◆ **Kısa Alıştırma**
Aşağıdaki kaynak metne göre şu soruları yanıtlayın:
1. Türkiye'yi "temsil etme" yetkisinden söz edilirken hangi konular sayılıyor?
2. Metin bu temsil hakkını nasıl nitelendiriyor?
3. Yazar, TAF ve Sayın Manav'a karşı hangi duygular dışında özel bir duyguları olmadığını söylüyor?

Başka bir yönden bakıldığında ise; Türkiye’yi Aşçılık’ta, Sporda, Eğitimde v.s konularda ” temsil etme ” yetkisi hiç kimsenin ve kuruluşun inhisarında olmadığı gibi, bu konuda her hangi bir imtiyaz sahibi’de olunamaz. Bu doğal bir vatandaşlık hakkıdır, özgür dünyanın, bizler gibi özgür ülkelerinde yaşayan özgür insanları; Kimin ülkesinde ve kimin bayrağı altında yaşıyor, çalışıyor ve yarışıyor olursa olsunlar bu hakkı kullanmaktan alıkonulamaz, men edilemezler. Ancak, öncelikle belirttiğim gibi: Yayınlamış olduğumuz  Euroturk Chefs Culınary Team ” hakkındaki bilgilendirme dosyamız’da da ayrıca; Bu konuda hiçbir iddiamızın olmadığı açık ve net bir şekilde görülebilir. Herkesin içi rahat olsun ! Bizim; TAF ve Sayın Manav’a saygı ve sevgimizin dışında hiç bir özel duygumuz, husumetimiz kesinlikle yoktur vede olamaz !.

◆ **Toplanan Veriler**
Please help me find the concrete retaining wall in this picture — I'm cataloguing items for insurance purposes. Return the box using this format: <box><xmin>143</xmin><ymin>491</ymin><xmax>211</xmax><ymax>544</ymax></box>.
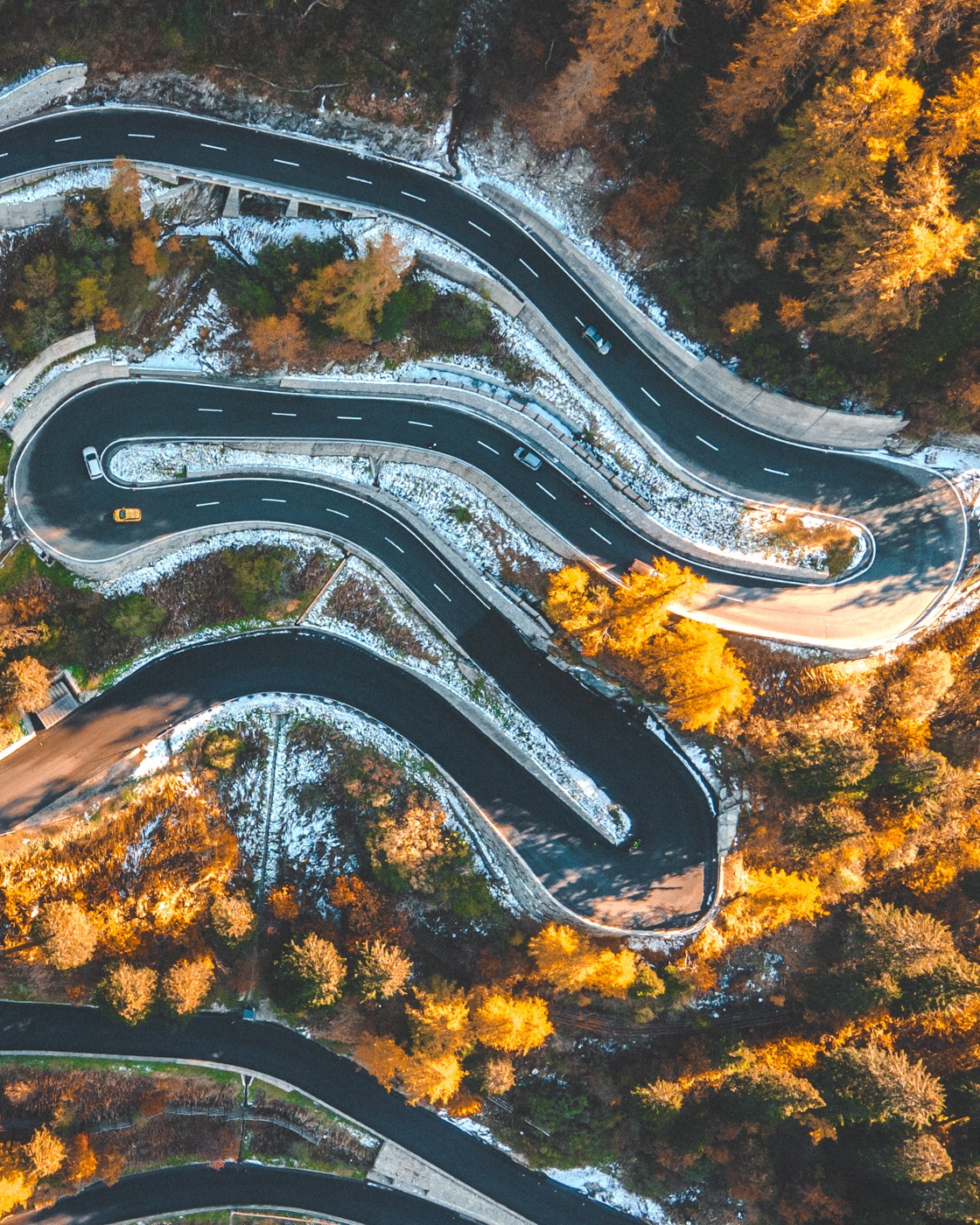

◆ **Alıştırma Sonucu**
1. Aşçılık, spor ve eğitim.
2. Doğal bir vatandaşlık hakkı olarak.
3. Saygı ve sevgi.